*Challenges*.
[1] Using the model training configuration page below, decide whether each statement agrees with it. Answer yes or no for each, and quote the deciding words of the page exactly.
(a) The default learning rate is 0.001.
(b) Setting devices to -1 means all available devices should be used.
(c) The "ddp" strategy stands for Fully Sharded Data-Parallel.
[2] Answer these questions from the model training configuration page below, putting each answer on its own line and marking it with the same letter as its question.
(a) What is the default accelerator?
(b) What does a float value for limit_train_batches stand for?
(c) Which precision does DEFAULT_PRECISION set when CUDA is available?
[3] Continue the model training configuration page below from the point where it stops.

*Document segment*.
Model training configuration

⚠️
Check This First!
This article refers to BaseModel accessed via Docker container. Please refer to Snowflake Native App section if you are using BaseModel as SF GUI application.

training_params block allows you to set constructor parameters for PyTorch Lightning Trainer.
These settings (eg. learning rate, epochs etc.) influence the training process.

Parameters

epochs: int
default: 1
Number of epochs to train the model for.
learning_rate: float
default: 0.0003
The learning rate.
devices : Union[List[int], str, int, None]
default:[0]
The devices to use. Positive integer defines how many devices to use, a list of integers indices which devices should be used, the value -1 indicate that all available devices should be used.
accelerator : Literal["cpu", "gpu"]
default: "gpu"
The accelerator to use: GPU or CPU.
strategy: str
default: None
Strategy for the distributed training. Supported strategies are:
- None: Pytorch Lightnings default strategy,
- "ddp": Distributed Data Parallel,
- "fsdp": Fully Sharded Data-Parallel 2 with a full tensor parallelism
- "fsdp:%d:%d": Fully Sharded Data-Parallel 2 where first the int defines the data parallelism (replication) and the second int defines tensor parallelism (sharding).
precision : Literal[64, 32, 16, "64", "32", "16", "bf16", "16-true", "16-mixed", "bf16-true", "bf16-mixed", "32-true", "64-true"]
default="DEFAULT_PRECISION"
Controls Float precision used for training; double precision (64, ‘64’ or ‘64-true’), full precision (32, ‘32’ or ‘32-true’), 16bit mixed precision (16, ‘16’, ‘16-mixed’) or bfloat16 mixed precision (‘bf16’, ‘bf16-mixed’). DEFAULT_PRECISION constant sets precision to "bf16-mixed" if CUDA is available, else "16-mixed".
limit_train_batches : Union[int, float]
default: None
Limits the number of train batches per epoch (float = fraction, int = num_batches). Use eg. to speed up testing.
limit_val_batches : Union[int, float]
default: None
Limits the number of validation batches per epoch (float = fraction, int = num_batches). Use eg. to speed up testing.
loss : Callable | None
default: None
IGNORE AT FOUNDATION LEVEL STAGE. The loss function to use. If not provided, default loss function for a task will be used.\
metrics : [Dict[str, Metric]]
default: None
IGNORE AT FOUNDATION LEVEL STAGE. Metrics to use in validation. If not provided, default validation metrics function for a task will be used.
checkpoint_dir : [Union[str, Path]]
default: None
IGNORE AT FOUNDATION LEVEL STAGE. If provided, points to the location where model checkpoints will be stored.
metric_to_monitor : str
default: None
IGNORE AT FOUNDATION LEVEL STAGE. Determines which metric should be used to select the best model for saving.
metric_monitoring_mode : str ["min", "max"]
default: None
IGNORE AT FOUNDATION LEVEL STAGE. Indicates whether the smaller or greater value of selected metric is the better.
callbacks : list[Callback]
default: Lightning factory default
IGNORE AT FOUNDATION LEVEL STAGE. List of additional Pytorch Lightning callbacks to add to training.

*Stored data*.
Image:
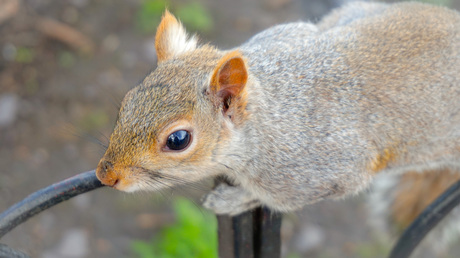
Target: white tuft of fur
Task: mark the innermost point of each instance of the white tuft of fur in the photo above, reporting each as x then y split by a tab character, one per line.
178	42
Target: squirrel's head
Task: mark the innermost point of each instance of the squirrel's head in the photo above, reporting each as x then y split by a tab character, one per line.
170	127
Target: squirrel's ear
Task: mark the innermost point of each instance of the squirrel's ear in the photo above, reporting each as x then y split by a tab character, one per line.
229	77
172	39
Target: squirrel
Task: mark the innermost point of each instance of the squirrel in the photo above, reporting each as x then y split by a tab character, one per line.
299	113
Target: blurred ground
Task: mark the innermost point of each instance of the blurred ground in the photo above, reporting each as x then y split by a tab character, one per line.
66	81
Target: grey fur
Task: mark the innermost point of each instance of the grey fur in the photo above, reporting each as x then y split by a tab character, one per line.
372	88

*Expected answers*.
[1]
(a) No: "default: 0.0003"
(b) Yes: "the value -1 indicate that all available devices should be used"
(c) No: "ddp": Distributed Data Parallel

[2]
(a) "gpu"
(b) A fraction of the train batches per epoch
(c) "bf16-mixed"

[3]
gradient_clip_val : Union[int, float]
default: None
Gradient clipping value (above which the gradients are clipped) passed to PytorchLightning trainer.
top_k : int
default: 12
IGNORE AT FOUNDATION LEVEL STAGE. Only valid at downstream model stage, for a recommendation task. Number of targets to recommend. Top k targets will be included in validation metrics, it does not have impact on model training.
targets_to_include : List[str]
default: None
IGNORE AT FOUNDATION LEVEL STAGE. Only valid at downstream model stage, for a recommendation task. Target names that should be used for validation metrics, it does not have impact on model training.
checkpoint_every_n_steps : int
default: None
Whether intra-epoch checkpointing should be performed.
early_stopping: monad.config.early_stopping.EarlyStopping
default: None
Whether to add early stopping callback to the training. If there is no improvement in the model's performance after subsequent validations, it will end the training before the defined number of epochs. It accepts the following sub-keys / keywords:
- min_delta: float
  default: 0.0
  Minimum change in the monitored quantity to qualify as an improvement, i.e. an absolute change of less than or equal to min_delta, will count as no improvement. Should be greater than 0.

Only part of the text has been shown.